=== TEXTE FOURNI ===

Publié le 10/09/2020 par Katia Bayer et Constance Pasquier / Catégorie: Entrevue

Le regard, le réel, Overseas

Un documentaire percutant sur le sort des femmes philippines se formant dans des centres spécialisés dans le but de partir travailler à l’étranger et laissant au passage leurs familles derrière elles. Un film pudique qui parle de solitude et d’exil, de frustrations et de joies, d’espoir et de désillusions, entamé il y a 4 ans.

En compétition au BRIFF

Choix du sujet

Ce qui m’intéressait, c’était de parler d’une migration féminine, du travail domestique et de notre monde globalisé. Le travail domestique, c’est un métier complétement invisible, c’est un emploi extrêmement genré, exercé principalement par des femmes.

===

CONSIGNE A = Repérez chaque ligne du listing qui contient le mot « helmet » et recopiez-la. La casse compte.

=== DONNÉES DU CORPUS ===

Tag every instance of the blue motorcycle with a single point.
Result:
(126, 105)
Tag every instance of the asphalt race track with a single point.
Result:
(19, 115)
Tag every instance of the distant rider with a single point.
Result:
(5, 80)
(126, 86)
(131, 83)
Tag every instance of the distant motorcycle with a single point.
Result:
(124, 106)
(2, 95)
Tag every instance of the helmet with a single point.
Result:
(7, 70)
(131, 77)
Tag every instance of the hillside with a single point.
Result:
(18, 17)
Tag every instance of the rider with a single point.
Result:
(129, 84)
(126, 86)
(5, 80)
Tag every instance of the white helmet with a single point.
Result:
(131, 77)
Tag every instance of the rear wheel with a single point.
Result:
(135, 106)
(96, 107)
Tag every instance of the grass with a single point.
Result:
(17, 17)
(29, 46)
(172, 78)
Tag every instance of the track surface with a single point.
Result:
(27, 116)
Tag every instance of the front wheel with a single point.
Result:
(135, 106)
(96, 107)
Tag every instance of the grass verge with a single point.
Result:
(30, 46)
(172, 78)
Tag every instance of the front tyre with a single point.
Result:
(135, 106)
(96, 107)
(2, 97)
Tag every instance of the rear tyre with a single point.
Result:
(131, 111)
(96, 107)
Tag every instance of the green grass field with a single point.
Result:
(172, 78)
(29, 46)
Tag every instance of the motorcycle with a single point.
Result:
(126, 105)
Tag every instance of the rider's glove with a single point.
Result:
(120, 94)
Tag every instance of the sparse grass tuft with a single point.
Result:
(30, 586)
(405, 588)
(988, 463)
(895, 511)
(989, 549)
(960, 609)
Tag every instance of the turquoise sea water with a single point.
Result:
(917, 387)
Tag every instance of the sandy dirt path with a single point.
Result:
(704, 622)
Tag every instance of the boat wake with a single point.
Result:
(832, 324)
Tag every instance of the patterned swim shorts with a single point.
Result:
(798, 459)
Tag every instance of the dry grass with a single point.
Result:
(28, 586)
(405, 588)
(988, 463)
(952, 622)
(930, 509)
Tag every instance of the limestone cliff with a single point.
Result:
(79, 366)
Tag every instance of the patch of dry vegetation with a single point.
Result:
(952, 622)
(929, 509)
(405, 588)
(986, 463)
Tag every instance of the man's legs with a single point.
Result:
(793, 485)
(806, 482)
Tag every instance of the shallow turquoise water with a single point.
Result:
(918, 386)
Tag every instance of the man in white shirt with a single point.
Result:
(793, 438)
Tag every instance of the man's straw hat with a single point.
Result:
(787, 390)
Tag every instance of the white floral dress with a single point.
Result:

===

CONSIGNE B =
D'après le texte sur le documentaire Overseas, que répondre aux questions suivantes ?
(i) À quelle date le texte a-t-il été publié ?
(ii) Dans quelle compétition le film est-il présenté ?
(iii) Par qui le travail domestique est-il principalement exercé ?

RÉPONSE ATTENDUE A =
Tag every instance of the helmet with a single point.
Tag every instance of the white helmet with a single point.

RÉPONSE ATTENDUE B =
(i) Le 10/09/2020.
(ii) Au BRIFF.
(iii) Principalement par des femmes.